_WORK TO COMPLETE_
Reproduce everything in the entries below verbatim, from the start down to the line containing "positive clicks: (233, 279) (259, 202)", including that line, and leave the pictures out.
★ ★ ★
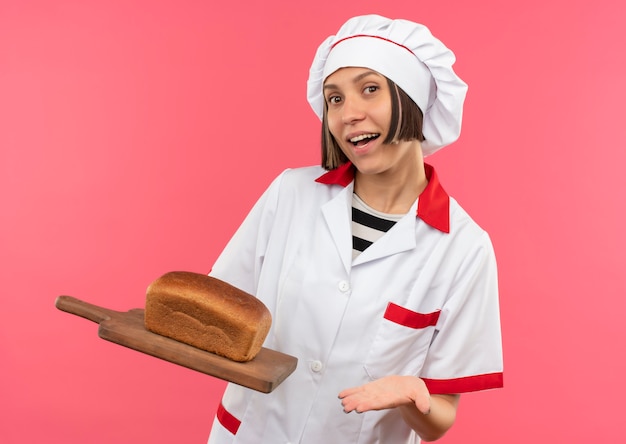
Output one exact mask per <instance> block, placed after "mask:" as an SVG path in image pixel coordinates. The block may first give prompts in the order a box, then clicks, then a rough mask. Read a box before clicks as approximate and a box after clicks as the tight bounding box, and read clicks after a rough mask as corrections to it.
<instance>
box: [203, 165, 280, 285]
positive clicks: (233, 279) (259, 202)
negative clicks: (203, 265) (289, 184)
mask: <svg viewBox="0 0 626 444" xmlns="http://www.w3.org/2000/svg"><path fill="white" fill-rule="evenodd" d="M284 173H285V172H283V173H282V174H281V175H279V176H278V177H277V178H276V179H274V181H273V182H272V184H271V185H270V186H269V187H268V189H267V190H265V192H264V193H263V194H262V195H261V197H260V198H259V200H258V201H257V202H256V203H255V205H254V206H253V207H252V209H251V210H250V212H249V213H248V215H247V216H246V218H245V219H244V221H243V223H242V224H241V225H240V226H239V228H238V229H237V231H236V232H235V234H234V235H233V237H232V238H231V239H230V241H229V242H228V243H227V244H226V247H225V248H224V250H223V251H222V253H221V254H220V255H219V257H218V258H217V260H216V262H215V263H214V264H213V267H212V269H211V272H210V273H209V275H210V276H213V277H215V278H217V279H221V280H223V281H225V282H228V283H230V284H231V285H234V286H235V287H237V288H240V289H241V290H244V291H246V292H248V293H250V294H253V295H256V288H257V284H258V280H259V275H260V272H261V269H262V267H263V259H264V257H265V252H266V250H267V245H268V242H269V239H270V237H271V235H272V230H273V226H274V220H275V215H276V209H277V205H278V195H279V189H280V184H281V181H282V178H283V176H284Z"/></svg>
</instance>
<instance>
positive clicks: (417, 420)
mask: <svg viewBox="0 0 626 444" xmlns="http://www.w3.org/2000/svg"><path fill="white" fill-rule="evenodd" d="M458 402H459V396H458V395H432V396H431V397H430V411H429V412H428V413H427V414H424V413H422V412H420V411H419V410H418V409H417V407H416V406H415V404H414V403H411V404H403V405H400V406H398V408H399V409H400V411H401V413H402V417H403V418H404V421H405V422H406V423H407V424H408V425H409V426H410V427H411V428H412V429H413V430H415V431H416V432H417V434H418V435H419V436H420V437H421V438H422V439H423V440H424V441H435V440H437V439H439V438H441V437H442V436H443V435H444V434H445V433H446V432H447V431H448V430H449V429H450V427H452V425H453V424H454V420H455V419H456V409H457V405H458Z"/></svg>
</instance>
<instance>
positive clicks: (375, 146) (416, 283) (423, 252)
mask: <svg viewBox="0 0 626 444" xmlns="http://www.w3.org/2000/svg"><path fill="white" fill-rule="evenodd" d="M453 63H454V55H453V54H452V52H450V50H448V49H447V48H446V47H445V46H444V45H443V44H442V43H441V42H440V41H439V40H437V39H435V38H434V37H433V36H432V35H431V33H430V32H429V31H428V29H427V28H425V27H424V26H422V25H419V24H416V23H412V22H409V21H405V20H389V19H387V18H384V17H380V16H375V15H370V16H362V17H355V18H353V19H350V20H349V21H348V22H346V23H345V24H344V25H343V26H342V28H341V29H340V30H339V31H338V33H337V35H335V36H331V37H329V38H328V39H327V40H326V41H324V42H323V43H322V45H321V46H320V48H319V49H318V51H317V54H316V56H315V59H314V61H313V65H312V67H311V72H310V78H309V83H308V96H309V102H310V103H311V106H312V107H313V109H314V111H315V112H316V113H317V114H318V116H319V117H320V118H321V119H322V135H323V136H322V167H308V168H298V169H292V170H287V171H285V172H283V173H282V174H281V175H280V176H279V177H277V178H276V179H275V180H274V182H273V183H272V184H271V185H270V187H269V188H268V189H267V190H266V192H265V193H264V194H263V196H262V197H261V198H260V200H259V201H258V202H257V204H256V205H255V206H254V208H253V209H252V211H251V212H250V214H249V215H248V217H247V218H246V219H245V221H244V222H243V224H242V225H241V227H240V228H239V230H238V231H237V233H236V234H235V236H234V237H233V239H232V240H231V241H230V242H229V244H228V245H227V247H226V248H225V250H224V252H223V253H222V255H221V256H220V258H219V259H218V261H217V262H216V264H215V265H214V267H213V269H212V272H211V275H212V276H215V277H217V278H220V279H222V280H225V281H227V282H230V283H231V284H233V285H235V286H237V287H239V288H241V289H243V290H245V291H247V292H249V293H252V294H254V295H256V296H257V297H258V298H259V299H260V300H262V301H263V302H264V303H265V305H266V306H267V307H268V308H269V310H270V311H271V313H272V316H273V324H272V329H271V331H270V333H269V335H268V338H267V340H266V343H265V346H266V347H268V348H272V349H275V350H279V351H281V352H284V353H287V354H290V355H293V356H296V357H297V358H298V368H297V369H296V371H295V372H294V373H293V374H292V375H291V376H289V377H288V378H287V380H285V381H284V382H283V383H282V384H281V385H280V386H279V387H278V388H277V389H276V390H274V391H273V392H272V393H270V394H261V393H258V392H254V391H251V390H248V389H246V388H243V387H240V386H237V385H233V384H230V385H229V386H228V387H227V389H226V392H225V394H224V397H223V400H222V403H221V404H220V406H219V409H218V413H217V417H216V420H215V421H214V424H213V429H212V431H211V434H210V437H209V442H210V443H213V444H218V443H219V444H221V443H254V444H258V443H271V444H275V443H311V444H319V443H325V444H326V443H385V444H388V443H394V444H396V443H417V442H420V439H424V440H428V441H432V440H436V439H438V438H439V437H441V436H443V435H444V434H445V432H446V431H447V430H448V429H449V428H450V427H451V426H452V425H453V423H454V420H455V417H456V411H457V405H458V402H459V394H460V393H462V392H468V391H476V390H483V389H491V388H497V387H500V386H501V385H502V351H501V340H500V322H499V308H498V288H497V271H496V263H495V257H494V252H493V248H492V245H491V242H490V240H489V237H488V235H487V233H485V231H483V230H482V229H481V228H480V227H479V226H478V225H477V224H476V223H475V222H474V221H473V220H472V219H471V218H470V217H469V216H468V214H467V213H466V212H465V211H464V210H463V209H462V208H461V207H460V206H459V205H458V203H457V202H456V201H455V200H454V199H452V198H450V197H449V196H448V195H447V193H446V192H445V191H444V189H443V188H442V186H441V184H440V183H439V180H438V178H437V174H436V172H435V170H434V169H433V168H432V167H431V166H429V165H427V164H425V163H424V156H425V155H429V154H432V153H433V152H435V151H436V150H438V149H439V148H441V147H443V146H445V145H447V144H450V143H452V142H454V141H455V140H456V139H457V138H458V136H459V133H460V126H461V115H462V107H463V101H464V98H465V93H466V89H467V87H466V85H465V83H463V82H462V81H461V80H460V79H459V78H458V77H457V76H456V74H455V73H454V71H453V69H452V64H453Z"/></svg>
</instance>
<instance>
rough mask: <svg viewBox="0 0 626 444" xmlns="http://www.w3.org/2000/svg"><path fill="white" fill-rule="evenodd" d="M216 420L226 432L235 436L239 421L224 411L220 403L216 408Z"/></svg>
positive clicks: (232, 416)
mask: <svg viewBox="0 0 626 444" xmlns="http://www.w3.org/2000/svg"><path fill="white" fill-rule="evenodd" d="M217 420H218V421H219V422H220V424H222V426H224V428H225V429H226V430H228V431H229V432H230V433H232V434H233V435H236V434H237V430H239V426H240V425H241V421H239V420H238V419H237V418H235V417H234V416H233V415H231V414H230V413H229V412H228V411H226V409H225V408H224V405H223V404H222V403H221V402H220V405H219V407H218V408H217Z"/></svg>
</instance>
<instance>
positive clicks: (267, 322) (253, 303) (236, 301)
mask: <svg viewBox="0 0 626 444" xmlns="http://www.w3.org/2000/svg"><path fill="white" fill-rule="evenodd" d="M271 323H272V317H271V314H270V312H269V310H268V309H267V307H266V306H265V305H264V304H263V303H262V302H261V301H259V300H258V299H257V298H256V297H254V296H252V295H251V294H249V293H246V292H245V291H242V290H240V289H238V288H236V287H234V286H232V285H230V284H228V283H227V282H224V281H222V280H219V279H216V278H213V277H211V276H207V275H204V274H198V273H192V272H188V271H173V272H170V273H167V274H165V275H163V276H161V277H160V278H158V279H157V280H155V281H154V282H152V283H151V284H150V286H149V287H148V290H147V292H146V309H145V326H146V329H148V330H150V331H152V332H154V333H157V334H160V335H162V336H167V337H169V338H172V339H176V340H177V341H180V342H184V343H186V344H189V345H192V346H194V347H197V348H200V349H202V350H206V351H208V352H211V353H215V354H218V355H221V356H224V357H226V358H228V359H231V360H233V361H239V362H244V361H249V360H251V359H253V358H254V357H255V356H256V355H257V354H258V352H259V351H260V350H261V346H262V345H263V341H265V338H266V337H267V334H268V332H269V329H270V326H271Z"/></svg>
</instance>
★ ★ ★
_ANSWER FOR THE TASK_
Output one exact mask per <instance> block, placed after "mask:" as an SVG path in image pixel coordinates. The block may first give prompts in the order a box, then clicks, then a rough mask. Read a box before clicks as approximate and a box after clicks as the tight bounding box, and read clicks after a rough mask as corrections to it.
<instance>
box: [203, 165, 280, 285]
positive clicks: (233, 279) (259, 202)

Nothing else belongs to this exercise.